• **TASK PROMPT**: Reproduce word for word the passage of the NAWO South Australian launch report that opens with the words containing "On the 5th of" and closes with "NAWO Corporate Member).".

• **DOCUMENT EXCERPT**:
>>>>>

Image:  Guest speaker Kate Mason of CCA inspired guests to consider how ‘together we succeed’

“The NAWO SA Launch was an overwhelming success and exceeded all of my expectations. The launch provided a platform for all participants from organisations to engage and develop a far better appreciation of the diverse and challenging roles undertaken by women in the workforce. The presenters were excellent, providing  inspiration and motivation to all those present. I feel participants went away feeling proud of their roles and optimistic for the future knowing that NAWO will provide the support, encouragement and mentoring required for women to be successful in their chosen roles. NAWO in South Australia will continue to grow following the success of the launch.” – Jenny McAuliffe – Executive General Manager People, ARTC; Chair, NAWO SA State Committee

On the 5th of August, members of NAWO’s inaugural South Australian State Committee proudly welcomed 100 guests to the launch of NAWO’s South Australian chapter, generously hosted by Coca-Cola Amatil (a Gold NAWO Corporate Member).

SA Launch Louise presenting

NAWO’s Louise Weine shared a video link of The Hon. Zoe Bettison MP welcoming NAWO to SA.

The event opened with a video message from the Honourable Zoe Bettison MP, Minister for the Status of Women, welcoming NAWO to SA.

The amazing Kate Mason – Chief Transformational Officer, CCA, then shared her career journey and learnings, followed by our inspirational panellists – Megan McCracken – GM Safety, People and Corporate Affairs, Brookfield Rail; Genevieve Rueger – Major, Australian Army Aviation Corps; Con Tragakis – Chairman of Partners, KPMG SA – discussing some of the key issues around gender diversity in operational business and non-traditional work roles. Jenny McAuliffe – Executive GM People, ARTC, and Chair of the SA NAWO Committee – did a tremendous job as Moderator for the discussion.

Following are the key learnings from the event:

Kate Mason – Together we succeed.

Kate shared with us very personal details of her career journey, the challenges she has overcome and the opportunities that she has taken and her 6 key tips for success.

  1. Always be driven by your values.
  2. Say yes to the opportunities that come your way – even if they look a little unworkable at first.
  3. It’s up to you (not your partner, not your boss, not your family).
  4. A career is a marathon, not a sprint. Pace yourself.
  5. Continue to ask for what you need to succeed.
  6. Have passion and give back to the community.

Kate’s closing message was “advocate for one another, support one another, open doors for one another” – women need to support other women. This is really important for women to remember, advocating for one another like men do is something women haven’t always done.

<<<<<

• **DATA EXCERPTS**:

>>>>>

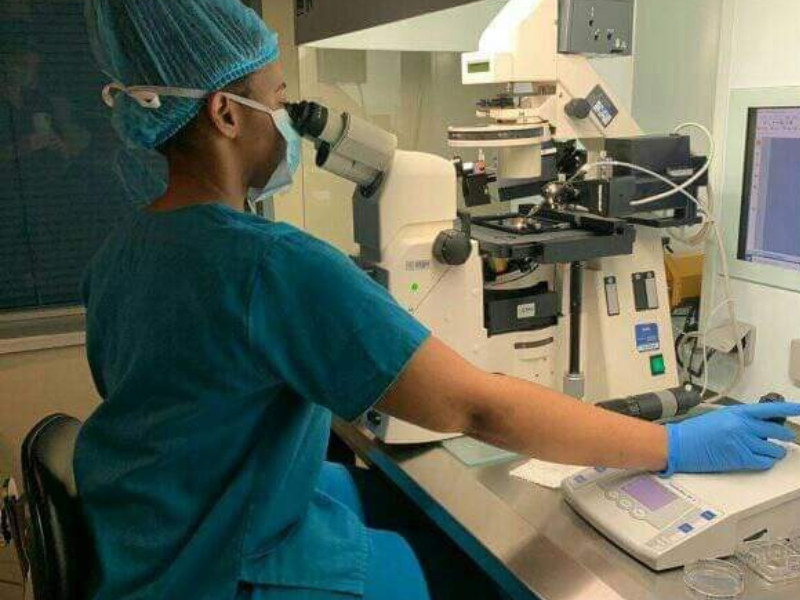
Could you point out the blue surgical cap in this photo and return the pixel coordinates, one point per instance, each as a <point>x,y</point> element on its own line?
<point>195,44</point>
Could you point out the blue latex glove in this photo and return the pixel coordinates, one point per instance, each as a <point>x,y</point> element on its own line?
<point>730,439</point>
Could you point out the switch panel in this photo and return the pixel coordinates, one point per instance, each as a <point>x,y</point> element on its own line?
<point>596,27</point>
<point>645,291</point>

<<<<<

• **FULL SOLUTION**:
On the 5th of August, members of NAWO’s inaugural South Australian State Committee proudly welcomed 100 guests to the launch of NAWO’s South Australian chapter, generously hosted by Coca-Cola Amatil (a Gold NAWO Corporate Member).